**Reading passage:**
§

How do solar PV panels work?
A solar PV system captures the sun’s energy and uses it to generate electricity. The system will continue to work even in cloudy conditions. Not only could you save money by generating your own electricity, you could also earn money from the Government's Feed-In Tariff.
Technical information made simple
Solar PV panels are made up of solar cells. Each cell is made from one or two layers of semi-conducting material, typically silicon, covered by non-reflective glass. Here’s how a typical system works:
- The light shines on the cell and this creates an electric field across the layers, causing electricity to flow.
- The electricity flows through a cable and is collected at a central point generally under the panels and located in your roof space.
- The electricity produced is Direct Current (DC) and needs to be converted to Alternate Current (AC) by an inverter which is fitted as part of the system. This is AC current is then used in your home to power your lights and appliances.
- If you don’t use all the electricity that you have generated, it will be fed into the National Grid automatically. It is estimated that you will export 50-75% of the electricity you generate. If the system can’t provide you with enough electricity, i.e. at night, the Grid will automatically supply you as it does now, for which you will be charged.
The stronger the sunshine, the more electricity you can produce, but PV cells don’t need direct sunlight to work – you can still generate some electricity on a cloudy day.
The strength of a PV cell is measured in kilowatt peak (kWp). That’s the amount of energy the cell generates in full sunlight. This rating will determine the amount of electricity that you can produce. Typical domestic units are 3 or 4 kWp.

§

Collected data
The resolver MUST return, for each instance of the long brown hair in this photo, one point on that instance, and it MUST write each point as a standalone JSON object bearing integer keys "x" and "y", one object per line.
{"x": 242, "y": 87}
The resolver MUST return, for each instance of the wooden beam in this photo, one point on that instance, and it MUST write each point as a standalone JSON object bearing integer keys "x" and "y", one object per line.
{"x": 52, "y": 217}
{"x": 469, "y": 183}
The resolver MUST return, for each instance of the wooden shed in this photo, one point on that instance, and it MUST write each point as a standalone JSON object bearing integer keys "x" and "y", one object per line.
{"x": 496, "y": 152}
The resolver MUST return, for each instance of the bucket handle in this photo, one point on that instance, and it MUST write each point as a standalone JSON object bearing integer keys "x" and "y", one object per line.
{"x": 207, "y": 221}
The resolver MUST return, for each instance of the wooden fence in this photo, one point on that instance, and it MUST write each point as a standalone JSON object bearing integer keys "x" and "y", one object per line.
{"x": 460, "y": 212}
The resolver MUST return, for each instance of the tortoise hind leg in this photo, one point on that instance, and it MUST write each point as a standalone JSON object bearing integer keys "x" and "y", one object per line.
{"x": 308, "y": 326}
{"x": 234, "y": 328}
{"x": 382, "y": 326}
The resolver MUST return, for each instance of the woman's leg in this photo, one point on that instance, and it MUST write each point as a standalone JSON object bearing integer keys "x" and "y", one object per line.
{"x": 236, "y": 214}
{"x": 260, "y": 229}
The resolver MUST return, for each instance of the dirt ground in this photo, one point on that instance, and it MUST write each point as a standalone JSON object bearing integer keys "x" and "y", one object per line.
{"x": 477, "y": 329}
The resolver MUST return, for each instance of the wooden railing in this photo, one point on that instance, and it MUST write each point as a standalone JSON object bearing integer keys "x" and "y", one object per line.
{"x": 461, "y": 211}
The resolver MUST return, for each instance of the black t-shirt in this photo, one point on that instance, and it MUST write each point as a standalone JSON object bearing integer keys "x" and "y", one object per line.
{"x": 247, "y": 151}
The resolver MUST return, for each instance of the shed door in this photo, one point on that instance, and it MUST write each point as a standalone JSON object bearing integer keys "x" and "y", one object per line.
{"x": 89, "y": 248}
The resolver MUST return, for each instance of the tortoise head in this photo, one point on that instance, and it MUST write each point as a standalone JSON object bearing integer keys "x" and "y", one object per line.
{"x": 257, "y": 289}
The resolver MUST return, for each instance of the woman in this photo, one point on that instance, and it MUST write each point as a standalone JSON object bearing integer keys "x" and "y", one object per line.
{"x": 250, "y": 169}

§

**Your tasks:**
a) According to the text on solar PV panels, in what unit is the strength of a PV cell measured?
b) From the text on solar PV panels, copy out the stretch from "- The electricity flows" through "will be charged.".

**Written responses:**
a) Kilowatt peak (kWp).

b)
- The electricity flows through a cable and is collected at a central point generally under the panels and located in your roof space.
- The electricity produced is Direct Current (DC) and needs to be converted to Alternate Current (AC) by an inverter which is fitted as part of the system. This is AC current is then used in your home to power your lights and appliances.
- If you don’t use all the electricity that you have generated, it will be fed into the National Grid automatically. It is estimated that you will export 50-75% of the electricity you generate. If the system can’t provide you with enough electricity, i.e. at night, the Grid will automatically supply you as it does now, for which you will be charged.